Esercizio assegnato 1 —
Per ciascuna affermazione indica se concorda con il brano sulle contestazioni a Torino e a Milano, rispondendo sì o no e citando tra virgolette le parole del brano che lo dimostrano.
(a) A Torino il ministro è stato contestato da 50 persone e applaudito da 600 studenti e docenti.
(b) Prodi è stato fischiato all'Università di Torino.
(c) L'autore attribuisce alla faziosità il modo in cui televisione e giornali hanno raccontato questi episodi.

* * * * *

Naturalmente ciascuna di queste iniziative ha provocato reazioni positive e negative. Ne esamineremo tra poco la natura. Tutto ciò – lo ripeto – è avvenuto nei dieci giorni da Caserta a oggi. Fatti alla mano, non mi pare che si possa accusare il governo di ignavia, passività, impotenza, galleggiamento. Molte altre critiche e anche acerbe gli possono essere rivolte e gli sono infatti state rivolte senza risparmio, ma queste no. Sta procedendo speditamente sulla strada che si era prefissa e sulla quale ha avuto il voto degli elettori.
Per completezza – e prima di proseguire l´analisi dei fatti e del loro significato politico – ricordo che a Torino mercoledì scorso il ministro Padoa-Schioppa, invitato dal rettore a svolgere una conferenza su Altiero Spinelli, è stato contestato con urla e petardi fin nel cortile dell´Università, da 50 rappresentanti di centri sociali, Cub e frange estreme di studenti, ed è stato seguito con attenzione e applaudito da 600 studenti e docenti nell´aula in cui parlava.
Due giorni dopo è toccato a Prodi d´esser fischiato da un centinaio di fascisti che lo hanno accolto col saluto a braccio teso all´Università Cattolica di Milano, dove l´aula magna gremita l´ha invece lungamente applaudito isolando i disturbatori.
Purtroppo di questi episodi la televisione e gran parte dei giornali hanno registrato con le immagini e i titoli i fischi dei pochi sottovalutando gli applausi dei più. Non credo per faziosità, ma per canone. Quale canone? Mi sembra interessante affrontare anche questa questione.
Spesso noi giornalisti tendiamo ad evitarla perché in qualche modo ci riguarda direttamente. Ma mi valgo in questo caso d´una annosa esperienza e invoco l´attenuante del mio stato di anziano pensionato. Alla mia età, tra tanti guai e lamentazioni, c´è almeno il privilegio di poter dire senza riguardi ciò che ci aggrada. È uno dei pochi vantaggi che la vecchiaia porta con sé.

* * *
Le agenzie di stampa danno notizie. In ordine cronologico. Quelle che ritengono di particolare interesse per i loro abbonati le fanno precedere da un suono che le sottolinea. I telegiornali e soprattutto i giornali, oltre alle notizie pubblicano anche opinioni, analisi, retroscena. L´oggettività della notizia è accompagnata dalla soggettività dei commenti.

* * * * *

Esercizio assegnato 2 — Nei record, parti dalla riga che contiene "of the blue" e fermati dopo quella che contiene "319,168,368,227". Stampa di nuovo queste righe, tali e quali.

Voci salvate:
* * * * *

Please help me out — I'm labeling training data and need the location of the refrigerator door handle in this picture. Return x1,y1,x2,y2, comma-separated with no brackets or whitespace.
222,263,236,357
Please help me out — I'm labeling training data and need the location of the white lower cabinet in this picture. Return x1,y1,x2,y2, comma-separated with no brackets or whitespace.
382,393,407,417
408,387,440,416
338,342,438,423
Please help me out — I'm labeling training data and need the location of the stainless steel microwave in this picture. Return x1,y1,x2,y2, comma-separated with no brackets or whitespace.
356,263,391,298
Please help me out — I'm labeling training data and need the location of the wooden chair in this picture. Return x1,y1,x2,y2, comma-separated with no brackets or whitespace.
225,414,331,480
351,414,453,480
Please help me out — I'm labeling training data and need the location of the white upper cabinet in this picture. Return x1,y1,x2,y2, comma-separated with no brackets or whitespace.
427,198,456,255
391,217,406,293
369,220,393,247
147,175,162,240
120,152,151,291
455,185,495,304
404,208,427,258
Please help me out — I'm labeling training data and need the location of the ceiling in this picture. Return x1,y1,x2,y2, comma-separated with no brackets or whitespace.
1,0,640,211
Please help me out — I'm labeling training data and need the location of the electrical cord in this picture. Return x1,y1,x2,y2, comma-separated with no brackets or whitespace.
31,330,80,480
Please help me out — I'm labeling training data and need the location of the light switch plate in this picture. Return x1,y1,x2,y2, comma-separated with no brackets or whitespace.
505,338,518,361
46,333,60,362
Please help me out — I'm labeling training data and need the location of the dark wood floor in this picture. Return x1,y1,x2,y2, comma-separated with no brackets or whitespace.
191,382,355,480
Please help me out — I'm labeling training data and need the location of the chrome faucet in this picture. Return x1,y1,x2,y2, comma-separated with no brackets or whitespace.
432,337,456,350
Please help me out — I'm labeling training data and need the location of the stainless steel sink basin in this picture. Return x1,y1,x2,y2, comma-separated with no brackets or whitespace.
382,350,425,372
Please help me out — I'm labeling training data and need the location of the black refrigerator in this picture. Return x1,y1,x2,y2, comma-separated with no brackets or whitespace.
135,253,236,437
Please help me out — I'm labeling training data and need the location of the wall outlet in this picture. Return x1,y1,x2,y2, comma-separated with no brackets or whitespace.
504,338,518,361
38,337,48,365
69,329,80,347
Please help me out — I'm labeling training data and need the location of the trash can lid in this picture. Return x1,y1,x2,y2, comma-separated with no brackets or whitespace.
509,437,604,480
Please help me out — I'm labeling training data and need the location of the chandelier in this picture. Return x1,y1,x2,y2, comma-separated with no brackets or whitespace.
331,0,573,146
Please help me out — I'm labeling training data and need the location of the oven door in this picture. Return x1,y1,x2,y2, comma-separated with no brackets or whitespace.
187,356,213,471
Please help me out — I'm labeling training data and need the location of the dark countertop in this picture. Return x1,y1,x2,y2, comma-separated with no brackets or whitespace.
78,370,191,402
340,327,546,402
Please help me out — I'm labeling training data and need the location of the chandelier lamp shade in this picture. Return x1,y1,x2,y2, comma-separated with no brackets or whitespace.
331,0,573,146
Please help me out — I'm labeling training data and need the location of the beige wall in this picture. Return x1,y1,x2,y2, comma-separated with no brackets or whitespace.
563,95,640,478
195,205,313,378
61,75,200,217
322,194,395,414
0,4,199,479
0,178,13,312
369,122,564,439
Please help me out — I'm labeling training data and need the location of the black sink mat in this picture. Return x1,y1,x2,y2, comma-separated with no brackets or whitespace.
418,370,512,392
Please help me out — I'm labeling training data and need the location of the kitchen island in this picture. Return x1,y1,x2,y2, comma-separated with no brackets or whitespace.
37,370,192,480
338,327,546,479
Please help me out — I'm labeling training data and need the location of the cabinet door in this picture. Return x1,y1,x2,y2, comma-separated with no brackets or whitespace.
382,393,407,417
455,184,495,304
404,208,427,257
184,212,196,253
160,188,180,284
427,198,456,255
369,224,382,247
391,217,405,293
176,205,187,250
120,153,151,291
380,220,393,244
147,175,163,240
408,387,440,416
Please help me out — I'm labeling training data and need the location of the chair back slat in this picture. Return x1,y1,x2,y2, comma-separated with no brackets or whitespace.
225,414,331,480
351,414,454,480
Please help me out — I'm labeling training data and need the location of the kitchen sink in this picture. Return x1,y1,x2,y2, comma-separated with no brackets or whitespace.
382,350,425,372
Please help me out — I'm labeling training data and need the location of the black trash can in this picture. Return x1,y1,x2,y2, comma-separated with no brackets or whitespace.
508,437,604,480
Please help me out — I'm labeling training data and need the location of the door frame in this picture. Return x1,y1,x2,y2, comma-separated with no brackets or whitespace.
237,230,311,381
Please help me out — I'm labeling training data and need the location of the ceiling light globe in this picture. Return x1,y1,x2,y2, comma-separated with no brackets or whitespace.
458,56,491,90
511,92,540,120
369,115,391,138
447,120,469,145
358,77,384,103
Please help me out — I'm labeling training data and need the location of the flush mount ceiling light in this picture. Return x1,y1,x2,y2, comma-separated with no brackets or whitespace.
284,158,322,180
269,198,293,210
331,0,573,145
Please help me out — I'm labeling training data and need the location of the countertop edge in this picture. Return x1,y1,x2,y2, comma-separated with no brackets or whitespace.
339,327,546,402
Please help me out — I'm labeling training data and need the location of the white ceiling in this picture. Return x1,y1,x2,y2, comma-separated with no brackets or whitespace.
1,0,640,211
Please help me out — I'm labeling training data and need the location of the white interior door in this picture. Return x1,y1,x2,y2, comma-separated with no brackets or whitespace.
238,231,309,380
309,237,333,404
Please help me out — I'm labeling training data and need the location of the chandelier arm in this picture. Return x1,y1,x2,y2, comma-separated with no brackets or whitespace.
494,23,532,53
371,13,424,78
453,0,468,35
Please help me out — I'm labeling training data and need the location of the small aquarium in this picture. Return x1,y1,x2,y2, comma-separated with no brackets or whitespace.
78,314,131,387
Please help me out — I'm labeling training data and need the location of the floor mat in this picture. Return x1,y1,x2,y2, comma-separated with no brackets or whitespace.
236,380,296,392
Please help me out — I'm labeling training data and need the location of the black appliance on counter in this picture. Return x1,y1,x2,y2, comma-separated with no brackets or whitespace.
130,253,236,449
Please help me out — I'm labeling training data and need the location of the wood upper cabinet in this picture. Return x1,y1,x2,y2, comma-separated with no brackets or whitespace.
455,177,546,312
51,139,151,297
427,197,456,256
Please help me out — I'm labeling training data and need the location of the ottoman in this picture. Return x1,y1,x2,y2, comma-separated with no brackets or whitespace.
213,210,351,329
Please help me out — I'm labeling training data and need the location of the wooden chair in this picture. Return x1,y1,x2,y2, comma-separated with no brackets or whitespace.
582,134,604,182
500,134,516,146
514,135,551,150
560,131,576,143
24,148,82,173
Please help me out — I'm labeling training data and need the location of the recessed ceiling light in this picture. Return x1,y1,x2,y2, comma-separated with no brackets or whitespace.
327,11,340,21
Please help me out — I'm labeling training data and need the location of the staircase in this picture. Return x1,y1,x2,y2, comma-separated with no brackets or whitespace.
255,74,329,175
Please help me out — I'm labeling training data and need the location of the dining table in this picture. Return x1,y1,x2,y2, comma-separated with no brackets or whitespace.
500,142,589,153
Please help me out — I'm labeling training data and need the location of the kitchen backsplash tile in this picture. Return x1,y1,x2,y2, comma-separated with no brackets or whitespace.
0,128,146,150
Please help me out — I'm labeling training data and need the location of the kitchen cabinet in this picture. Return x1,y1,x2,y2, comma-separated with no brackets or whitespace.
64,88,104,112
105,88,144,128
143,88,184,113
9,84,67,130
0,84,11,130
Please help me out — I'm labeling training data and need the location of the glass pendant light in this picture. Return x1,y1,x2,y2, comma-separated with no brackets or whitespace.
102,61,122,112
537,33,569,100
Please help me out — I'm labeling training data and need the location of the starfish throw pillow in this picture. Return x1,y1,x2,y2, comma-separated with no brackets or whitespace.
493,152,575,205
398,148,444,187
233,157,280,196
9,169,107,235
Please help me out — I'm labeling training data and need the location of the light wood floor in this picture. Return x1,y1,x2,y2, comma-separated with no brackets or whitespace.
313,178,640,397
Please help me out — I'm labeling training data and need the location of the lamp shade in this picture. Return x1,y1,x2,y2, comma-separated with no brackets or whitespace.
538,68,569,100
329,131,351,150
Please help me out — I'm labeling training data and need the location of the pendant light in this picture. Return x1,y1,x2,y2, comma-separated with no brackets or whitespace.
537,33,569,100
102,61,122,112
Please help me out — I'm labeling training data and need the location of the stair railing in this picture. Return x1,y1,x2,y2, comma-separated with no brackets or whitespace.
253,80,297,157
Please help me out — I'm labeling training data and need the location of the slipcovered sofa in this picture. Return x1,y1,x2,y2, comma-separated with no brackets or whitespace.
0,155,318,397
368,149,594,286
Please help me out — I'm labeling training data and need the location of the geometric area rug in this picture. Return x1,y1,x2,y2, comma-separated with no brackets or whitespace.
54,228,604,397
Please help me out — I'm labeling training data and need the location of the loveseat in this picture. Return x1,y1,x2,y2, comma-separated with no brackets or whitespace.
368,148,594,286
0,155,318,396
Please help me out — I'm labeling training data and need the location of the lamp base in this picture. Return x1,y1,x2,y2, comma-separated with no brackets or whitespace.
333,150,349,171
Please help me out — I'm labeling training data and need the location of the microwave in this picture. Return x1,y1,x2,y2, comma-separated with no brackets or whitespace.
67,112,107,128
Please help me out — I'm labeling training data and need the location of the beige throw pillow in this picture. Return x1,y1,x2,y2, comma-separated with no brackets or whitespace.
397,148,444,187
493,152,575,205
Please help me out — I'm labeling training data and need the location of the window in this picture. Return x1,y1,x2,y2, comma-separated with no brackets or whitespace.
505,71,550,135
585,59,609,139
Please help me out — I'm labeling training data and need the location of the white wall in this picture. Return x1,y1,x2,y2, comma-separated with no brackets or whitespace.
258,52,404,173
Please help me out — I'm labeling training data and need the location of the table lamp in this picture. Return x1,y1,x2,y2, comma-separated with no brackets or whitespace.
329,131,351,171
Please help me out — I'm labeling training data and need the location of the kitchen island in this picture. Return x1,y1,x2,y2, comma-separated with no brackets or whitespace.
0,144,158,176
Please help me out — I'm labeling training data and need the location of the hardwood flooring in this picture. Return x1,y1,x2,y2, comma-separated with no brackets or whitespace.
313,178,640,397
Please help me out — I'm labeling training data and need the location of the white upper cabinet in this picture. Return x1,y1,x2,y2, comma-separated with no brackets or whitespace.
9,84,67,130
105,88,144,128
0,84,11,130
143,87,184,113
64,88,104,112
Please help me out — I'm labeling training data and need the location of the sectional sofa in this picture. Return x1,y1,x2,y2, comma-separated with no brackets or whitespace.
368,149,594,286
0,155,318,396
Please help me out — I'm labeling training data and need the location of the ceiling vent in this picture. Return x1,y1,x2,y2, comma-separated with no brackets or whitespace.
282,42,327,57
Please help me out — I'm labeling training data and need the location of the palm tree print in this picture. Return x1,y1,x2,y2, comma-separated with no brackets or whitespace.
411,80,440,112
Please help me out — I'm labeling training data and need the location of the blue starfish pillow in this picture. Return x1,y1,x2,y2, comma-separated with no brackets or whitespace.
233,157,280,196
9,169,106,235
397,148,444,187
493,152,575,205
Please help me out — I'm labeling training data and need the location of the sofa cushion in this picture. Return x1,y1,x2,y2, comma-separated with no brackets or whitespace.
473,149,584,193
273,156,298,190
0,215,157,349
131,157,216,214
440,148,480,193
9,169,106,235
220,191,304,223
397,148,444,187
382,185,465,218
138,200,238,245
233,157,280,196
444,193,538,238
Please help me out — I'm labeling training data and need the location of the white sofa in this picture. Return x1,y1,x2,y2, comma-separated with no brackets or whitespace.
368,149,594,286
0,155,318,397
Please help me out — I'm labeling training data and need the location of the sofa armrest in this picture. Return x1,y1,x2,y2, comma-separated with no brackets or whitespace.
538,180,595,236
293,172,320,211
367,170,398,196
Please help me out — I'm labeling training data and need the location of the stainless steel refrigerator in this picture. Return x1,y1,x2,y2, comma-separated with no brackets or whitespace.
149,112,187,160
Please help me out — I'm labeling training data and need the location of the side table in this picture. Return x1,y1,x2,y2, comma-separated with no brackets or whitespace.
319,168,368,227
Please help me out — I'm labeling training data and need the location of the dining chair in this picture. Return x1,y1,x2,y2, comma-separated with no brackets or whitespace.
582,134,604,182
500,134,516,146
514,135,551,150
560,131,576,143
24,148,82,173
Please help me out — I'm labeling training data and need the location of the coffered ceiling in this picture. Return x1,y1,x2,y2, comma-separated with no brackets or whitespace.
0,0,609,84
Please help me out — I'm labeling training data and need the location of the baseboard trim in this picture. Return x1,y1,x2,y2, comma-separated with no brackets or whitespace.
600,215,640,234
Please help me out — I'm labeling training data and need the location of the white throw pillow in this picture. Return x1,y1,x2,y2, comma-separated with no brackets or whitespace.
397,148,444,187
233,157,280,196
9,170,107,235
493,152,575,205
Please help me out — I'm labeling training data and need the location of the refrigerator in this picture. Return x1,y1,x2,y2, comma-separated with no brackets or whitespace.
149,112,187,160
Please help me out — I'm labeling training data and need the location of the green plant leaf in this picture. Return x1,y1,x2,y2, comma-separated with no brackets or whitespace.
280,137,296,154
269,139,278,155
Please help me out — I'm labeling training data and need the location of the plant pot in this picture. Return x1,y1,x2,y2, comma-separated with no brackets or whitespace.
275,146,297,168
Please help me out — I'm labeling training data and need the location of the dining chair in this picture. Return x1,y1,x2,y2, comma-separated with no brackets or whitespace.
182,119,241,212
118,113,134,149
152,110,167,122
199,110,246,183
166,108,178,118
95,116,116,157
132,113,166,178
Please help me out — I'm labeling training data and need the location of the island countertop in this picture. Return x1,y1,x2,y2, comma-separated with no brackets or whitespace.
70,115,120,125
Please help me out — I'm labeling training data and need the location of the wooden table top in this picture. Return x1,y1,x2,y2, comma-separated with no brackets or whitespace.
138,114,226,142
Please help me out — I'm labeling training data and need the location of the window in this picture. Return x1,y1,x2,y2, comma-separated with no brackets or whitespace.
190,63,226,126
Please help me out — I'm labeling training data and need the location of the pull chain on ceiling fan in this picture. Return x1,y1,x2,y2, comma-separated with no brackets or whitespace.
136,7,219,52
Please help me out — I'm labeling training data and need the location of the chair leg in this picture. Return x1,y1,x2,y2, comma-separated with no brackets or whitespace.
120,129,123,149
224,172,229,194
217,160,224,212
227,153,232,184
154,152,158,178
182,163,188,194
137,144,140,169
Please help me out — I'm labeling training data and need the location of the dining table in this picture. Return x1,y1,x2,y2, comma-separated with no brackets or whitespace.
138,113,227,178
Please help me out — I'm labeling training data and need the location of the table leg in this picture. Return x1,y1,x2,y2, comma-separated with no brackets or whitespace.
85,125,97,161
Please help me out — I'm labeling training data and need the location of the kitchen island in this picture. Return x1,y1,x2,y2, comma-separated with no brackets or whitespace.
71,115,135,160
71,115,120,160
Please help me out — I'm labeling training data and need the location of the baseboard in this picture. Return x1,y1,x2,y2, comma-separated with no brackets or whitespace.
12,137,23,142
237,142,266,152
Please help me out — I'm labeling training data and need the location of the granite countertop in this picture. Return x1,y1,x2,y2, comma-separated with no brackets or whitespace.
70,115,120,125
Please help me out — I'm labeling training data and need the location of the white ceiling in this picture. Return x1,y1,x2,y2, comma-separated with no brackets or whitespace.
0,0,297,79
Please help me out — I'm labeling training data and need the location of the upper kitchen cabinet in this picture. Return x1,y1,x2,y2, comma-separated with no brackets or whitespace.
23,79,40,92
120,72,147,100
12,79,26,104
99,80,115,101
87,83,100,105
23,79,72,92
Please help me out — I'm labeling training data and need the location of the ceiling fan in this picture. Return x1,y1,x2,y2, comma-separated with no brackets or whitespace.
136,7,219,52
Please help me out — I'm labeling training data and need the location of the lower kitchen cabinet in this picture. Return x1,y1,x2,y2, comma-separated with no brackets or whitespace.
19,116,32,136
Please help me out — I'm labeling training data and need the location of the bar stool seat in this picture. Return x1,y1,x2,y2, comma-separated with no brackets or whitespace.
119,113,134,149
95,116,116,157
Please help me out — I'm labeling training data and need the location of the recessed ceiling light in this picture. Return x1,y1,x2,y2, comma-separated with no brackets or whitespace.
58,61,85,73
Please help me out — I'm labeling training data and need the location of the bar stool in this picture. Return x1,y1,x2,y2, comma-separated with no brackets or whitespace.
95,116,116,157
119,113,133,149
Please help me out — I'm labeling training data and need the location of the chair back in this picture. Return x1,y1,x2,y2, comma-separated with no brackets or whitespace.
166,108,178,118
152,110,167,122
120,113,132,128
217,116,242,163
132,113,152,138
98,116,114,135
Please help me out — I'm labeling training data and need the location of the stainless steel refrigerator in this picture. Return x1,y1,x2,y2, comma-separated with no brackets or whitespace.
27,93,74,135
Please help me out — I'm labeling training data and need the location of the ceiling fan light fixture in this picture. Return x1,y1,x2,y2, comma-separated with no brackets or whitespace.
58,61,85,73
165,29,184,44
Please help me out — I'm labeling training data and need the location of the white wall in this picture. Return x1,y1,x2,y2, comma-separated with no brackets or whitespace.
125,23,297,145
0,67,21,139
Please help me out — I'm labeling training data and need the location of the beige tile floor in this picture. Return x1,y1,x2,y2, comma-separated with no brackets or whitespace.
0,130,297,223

* * * * *

Soluzione 1 —
(a) Sì: "da 50 rappresentanti di centri sociali, Cub e frange estreme di studenti, ed è stato seguito con attenzione e applaudito da 600 studenti e docenti"
(b) No: "all´Università Cattolica di Milano"
(c) No: "Non credo per faziosità, ma per canone."

Soluzione 2 —
Please help me out — I'm labeling training data and need the location of the blue starfish pillow in this picture. Return x1,y1,x2,y2, comma-separated with no brackets or whitespace.
233,157,280,196
9,169,106,235
397,148,444,187
493,152,575,205
Please help me out — I'm labeling training data and need the location of the sofa cushion in this picture. Return x1,y1,x2,y2, comma-separated with no brackets or whitespace.
473,149,584,193
273,156,298,190
0,215,157,349
131,157,216,214
440,148,480,193
9,169,106,235
220,191,304,223
397,148,444,187
382,185,465,218
138,200,238,245
233,157,280,196
444,193,538,238
Please help me out — I'm labeling training data and need the location of the white sofa in this picture. Return x1,y1,x2,y2, comma-separated with no brackets or whitespace.
368,149,594,286
0,155,318,397
Please help me out — I'm labeling training data and need the location of the sofa armrest in this picture. Return x1,y1,x2,y2, comma-separated with no brackets or whitespace.
538,180,595,236
293,172,320,211
367,170,398,196
Please help me out — I'm labeling training data and need the location of the stainless steel refrigerator in this picture. Return x1,y1,x2,y2, comma-separated with no brackets or whitespace.
149,112,187,160
Please help me out — I'm labeling training data and need the location of the side table in this picture. Return x1,y1,x2,y2, comma-separated with no brackets or whitespace.
319,168,368,227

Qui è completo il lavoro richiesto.